## BEGIN INPUT
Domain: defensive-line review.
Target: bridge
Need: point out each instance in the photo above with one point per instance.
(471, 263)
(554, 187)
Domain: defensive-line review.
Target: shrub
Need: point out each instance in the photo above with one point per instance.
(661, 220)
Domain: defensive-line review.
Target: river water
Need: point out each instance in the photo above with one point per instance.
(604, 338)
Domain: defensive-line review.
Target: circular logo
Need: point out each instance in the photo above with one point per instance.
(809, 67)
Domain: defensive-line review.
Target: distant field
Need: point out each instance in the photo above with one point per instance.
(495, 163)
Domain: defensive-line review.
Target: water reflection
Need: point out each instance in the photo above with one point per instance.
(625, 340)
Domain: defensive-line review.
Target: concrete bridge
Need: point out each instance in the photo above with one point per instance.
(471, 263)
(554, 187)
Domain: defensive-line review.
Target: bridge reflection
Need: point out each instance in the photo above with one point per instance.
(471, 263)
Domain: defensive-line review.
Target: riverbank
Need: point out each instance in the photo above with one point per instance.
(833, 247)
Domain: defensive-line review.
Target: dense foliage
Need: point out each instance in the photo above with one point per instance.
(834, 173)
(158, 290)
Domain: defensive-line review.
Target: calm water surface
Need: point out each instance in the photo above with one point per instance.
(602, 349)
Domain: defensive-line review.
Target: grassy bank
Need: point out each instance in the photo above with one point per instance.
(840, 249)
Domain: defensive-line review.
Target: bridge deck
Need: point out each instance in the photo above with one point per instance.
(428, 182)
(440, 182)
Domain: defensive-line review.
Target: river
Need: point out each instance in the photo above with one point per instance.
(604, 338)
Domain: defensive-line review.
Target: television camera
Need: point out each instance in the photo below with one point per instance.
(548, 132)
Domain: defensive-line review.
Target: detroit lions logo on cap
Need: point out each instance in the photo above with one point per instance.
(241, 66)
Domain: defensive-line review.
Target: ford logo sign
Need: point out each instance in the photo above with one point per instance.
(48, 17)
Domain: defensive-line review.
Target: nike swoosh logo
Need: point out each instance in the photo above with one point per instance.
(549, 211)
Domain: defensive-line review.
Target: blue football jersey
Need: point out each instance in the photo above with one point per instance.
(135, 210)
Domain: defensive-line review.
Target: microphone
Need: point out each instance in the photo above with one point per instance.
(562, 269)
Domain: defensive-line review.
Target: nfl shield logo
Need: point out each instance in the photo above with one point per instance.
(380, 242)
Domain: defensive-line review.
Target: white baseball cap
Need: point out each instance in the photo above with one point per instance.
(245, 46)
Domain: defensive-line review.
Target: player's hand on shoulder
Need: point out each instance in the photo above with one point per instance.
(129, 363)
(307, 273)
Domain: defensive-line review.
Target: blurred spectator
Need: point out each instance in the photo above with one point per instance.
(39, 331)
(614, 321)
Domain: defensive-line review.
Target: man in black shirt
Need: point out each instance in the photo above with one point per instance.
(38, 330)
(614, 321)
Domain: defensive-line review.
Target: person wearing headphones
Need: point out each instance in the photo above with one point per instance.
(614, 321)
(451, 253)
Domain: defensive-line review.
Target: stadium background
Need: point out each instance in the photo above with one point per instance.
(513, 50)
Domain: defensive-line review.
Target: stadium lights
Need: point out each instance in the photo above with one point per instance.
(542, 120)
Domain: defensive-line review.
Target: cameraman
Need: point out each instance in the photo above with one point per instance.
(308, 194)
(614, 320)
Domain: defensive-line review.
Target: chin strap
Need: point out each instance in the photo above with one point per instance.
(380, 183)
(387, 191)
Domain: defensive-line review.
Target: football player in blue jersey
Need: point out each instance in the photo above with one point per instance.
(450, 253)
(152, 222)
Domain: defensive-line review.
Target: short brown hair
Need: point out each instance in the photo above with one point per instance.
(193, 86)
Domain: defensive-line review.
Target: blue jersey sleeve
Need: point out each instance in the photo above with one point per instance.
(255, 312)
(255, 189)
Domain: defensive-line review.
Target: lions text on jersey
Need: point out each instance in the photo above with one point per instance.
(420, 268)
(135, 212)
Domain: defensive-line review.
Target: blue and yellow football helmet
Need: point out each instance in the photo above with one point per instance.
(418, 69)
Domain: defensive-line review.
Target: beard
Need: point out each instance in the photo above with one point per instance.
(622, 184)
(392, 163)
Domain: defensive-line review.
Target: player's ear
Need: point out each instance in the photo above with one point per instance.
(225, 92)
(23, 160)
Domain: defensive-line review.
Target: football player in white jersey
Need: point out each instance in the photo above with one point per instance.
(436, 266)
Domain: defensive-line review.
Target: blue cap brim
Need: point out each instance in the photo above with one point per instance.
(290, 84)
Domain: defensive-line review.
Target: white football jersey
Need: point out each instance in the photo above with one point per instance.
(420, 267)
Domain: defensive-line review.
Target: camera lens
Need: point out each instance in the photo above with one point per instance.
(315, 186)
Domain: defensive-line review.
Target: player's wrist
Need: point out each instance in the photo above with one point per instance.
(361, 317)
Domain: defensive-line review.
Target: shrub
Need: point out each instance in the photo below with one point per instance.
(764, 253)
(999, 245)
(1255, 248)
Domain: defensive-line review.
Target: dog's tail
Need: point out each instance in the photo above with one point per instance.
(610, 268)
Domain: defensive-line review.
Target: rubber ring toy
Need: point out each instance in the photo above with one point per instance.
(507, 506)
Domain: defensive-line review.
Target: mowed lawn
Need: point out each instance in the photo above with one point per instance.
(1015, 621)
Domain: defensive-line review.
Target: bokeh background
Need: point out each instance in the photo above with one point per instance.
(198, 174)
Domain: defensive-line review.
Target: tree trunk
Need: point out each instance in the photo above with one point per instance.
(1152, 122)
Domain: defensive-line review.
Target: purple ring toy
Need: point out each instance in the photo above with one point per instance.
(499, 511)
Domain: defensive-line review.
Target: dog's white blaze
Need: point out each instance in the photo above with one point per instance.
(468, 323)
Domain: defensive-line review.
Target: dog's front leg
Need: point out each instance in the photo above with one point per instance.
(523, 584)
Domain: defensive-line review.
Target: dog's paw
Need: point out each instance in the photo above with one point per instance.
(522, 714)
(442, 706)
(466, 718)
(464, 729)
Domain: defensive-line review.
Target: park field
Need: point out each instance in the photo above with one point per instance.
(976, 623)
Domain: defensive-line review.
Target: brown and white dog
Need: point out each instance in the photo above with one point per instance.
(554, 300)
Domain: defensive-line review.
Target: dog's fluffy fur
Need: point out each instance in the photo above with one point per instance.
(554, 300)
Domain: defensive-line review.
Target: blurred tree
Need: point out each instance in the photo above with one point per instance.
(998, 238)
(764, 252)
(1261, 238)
## END INPUT
=== AIM ===
Reproduce every line above without error.

=== EXERCISE OUTPUT ===
Domain: defensive-line review.
Target: bridge
Need: point out each instance in the photo above with one point per instance.
(471, 263)
(554, 187)
Domain: defensive-line review.
Target: shrub
Need: point out each instance in the photo above with one point per instance.
(661, 220)
Domain: defensive-line review.
Target: river water
Need: point out each instance in the photo above with one point per instance.
(604, 338)
Domain: defensive-line review.
Target: circular logo
Need: point out each instance in the photo above with one point per instance.
(809, 67)
Domain: defensive-line review.
Target: distant field
Need: point out each instance in the photo above with one point per instance.
(495, 163)
Domain: defensive-line review.
Target: water reflection
Need: point out each instance in the photo above with one point per instance.
(625, 340)
Domain: defensive-line review.
Target: concrete bridge
Need: point out each instance in the photo above with one point per instance.
(471, 263)
(554, 187)
Domain: defensive-line review.
Target: bridge reflection
Need: point out each instance in the photo above with one point per instance.
(471, 263)
Domain: defensive-line review.
Target: riverbank
Need: point out each instance in the photo above with one point per instance.
(833, 247)
Domain: defensive-line review.
Target: dense foliage
Need: point out each instance in the photo above with one point per instance.
(834, 173)
(158, 290)
Domain: defensive-line review.
Target: calm water surface
Need: point out each instance in the photo above with one point per instance.
(602, 349)
Domain: defensive-line review.
Target: grassy bank
Need: point out each instance in the photo above with one point per instance.
(840, 249)
Domain: defensive-line review.
Target: bridge deck
Need: point out each instance in the photo above with one point per instance.
(428, 182)
(440, 182)
Domain: defensive-line review.
Target: river
Need: point out each instance in the photo above with one point per instance.
(604, 338)
Domain: defensive-line review.
Target: television camera
Need: point out each instance in the photo below with one point per instance.
(548, 132)
Domain: defensive-line review.
Target: detroit lions logo on cap
Need: point out each instance in the photo above with one point per instance.
(241, 66)
Domain: defensive-line review.
Target: ford logo sign
Need: point out each instance in the photo above with one point per instance.
(48, 17)
Domain: defensive-line review.
Target: nike swoosh logo
Need: point out each instance in the photo above with one point per instance.
(549, 211)
Domain: defensive-line review.
Target: blue football jersey
Need: point out each instance in the photo above with one point per instance.
(135, 210)
Domain: defensive-line review.
Target: microphone
Need: point out each instance in the photo above with one point per instance.
(562, 269)
Domain: defensive-line review.
Target: nfl shield logo
Need: point out each instance in the photo above with one point per instance.
(380, 242)
Domain: defensive-line review.
Target: white baseball cap
Need: point out each instance in the photo above with one point per instance.
(245, 46)
Domain: defensive-line review.
Target: player's hand on shoulder
Need: point out each instance in the photo above with one point per instance.
(129, 363)
(307, 273)
Domain: defensive-line review.
Target: blurred spectator
Need: point out each instance in the photo above with one point per instance.
(39, 331)
(614, 321)
Domain: defensive-line review.
Target: man in black shirt
Need: point out each instance in the photo above with one point per instance.
(38, 330)
(614, 321)
Domain: defensive-line review.
Target: person wearing headphones
Need: point out each instance in the photo above with one point per instance.
(614, 321)
(451, 253)
Domain: defensive-line review.
Target: stadium background
Need: point out each instance in the photo above with one point per instance.
(513, 50)
Domain: defensive-line review.
Target: stadium lights
Need: point out each instance in the photo above with one point per instance.
(542, 120)
Domain: defensive-line review.
Target: cameraman
Need: point out each instance in the photo above with one point per instance.
(308, 194)
(614, 320)
Domain: defensive-line review.
Target: chin strap
Need: point out each instance in the photo above with one point per instance.
(380, 183)
(387, 191)
Domain: defensive-line review.
Target: football player in blue jersey
Need: point out each instance in the photo above with one point per instance.
(450, 253)
(152, 222)
Domain: defensive-line review.
Target: short brown hair
Need: point out each instance in the photo above with one point per instance.
(193, 86)
Domain: defensive-line review.
Target: blue jersey sleeve
Need: point out each instance in the photo above with one point per instance.
(255, 312)
(255, 189)
Domain: defensive-line review.
Target: lions text on jersey
Need: point out each instance in the photo above with one point per instance.
(420, 268)
(135, 212)
Domain: defensive-line review.
Target: blue and yellow football helmet
Need: point out each instance in the photo above with one point per instance.
(418, 69)
Domain: defensive-line review.
Target: beard
Need: point out each instance in the photo above with one point per instance.
(622, 184)
(392, 163)
Domain: defensive-line review.
Target: player's ear
Need: point out each instance in the photo above with one point per instance.
(225, 92)
(23, 160)
Domain: defensive-line review.
Target: football player in white jersey
Need: point out each instance in the photo above with one point per instance.
(436, 266)
Domain: defensive-line review.
Target: blue cap brim
Need: point out each instance in the photo above with one point per instance.
(290, 84)
Domain: defensive-line review.
Target: white football jersey
Need: point out each instance in the photo above with one point per instance.
(420, 267)
Domain: defensive-line review.
Target: camera lens
Need: point out each instance in the photo above with one point per instance.
(315, 186)
Domain: defensive-line review.
Target: player's wrist
Need: point out each instance in the photo above with one point per instance.
(361, 317)
Domain: defensive-line review.
Target: shrub
Need: point out each instance in the photo below with one point per instance.
(764, 253)
(999, 245)
(1255, 248)
Domain: defensive-line review.
Target: dog's tail
Need: point out each instance in the photo above with one point per instance.
(610, 268)
Domain: defensive-line review.
Target: rubber ring toy
Need: point out each instance in the photo above with one point per instance.
(507, 506)
Domain: defensive-line review.
Target: mowed lawn
Need: point out each instance in the photo above with one point per instance.
(1015, 621)
Domain: defensive-line review.
Target: bokeh background
Need: point out each instance in the photo above with one point per instance.
(198, 174)
Domain: defensive-line review.
Target: tree trunk
Need: point out each instance in the photo above with one point per instance.
(1152, 122)
Domain: defensive-line review.
Target: purple ring toy
Need: point out each instance in the photo above with one point per instance.
(499, 511)
Domain: defensive-line review.
Target: dog's white blaze
Need: point out each instance in the photo above with one point per instance.
(468, 323)
Domain: defensive-line review.
Target: dog's front leg
Need: point out each instance in the photo above with one point per instance.
(523, 584)
Domain: defensive-line review.
Target: dog's paw
Need: point out each instance in the photo above with one point per instance.
(522, 714)
(442, 706)
(466, 718)
(464, 729)
Domain: defensive-line review.
Target: park field
Need: point out each instance in the photo above with one point per instance.
(976, 623)
Domain: defensive-line review.
Target: brown and white dog
Need: point out each instance in the photo above with one point per instance.
(554, 300)
Domain: defensive-line review.
Target: dog's fluffy fur
Need: point out each instance in the photo above with one point per instance.
(554, 300)
Domain: defensive-line review.
Target: blurred tree
Need: point out each instance in the photo above with one point per instance.
(998, 238)
(764, 252)
(1261, 238)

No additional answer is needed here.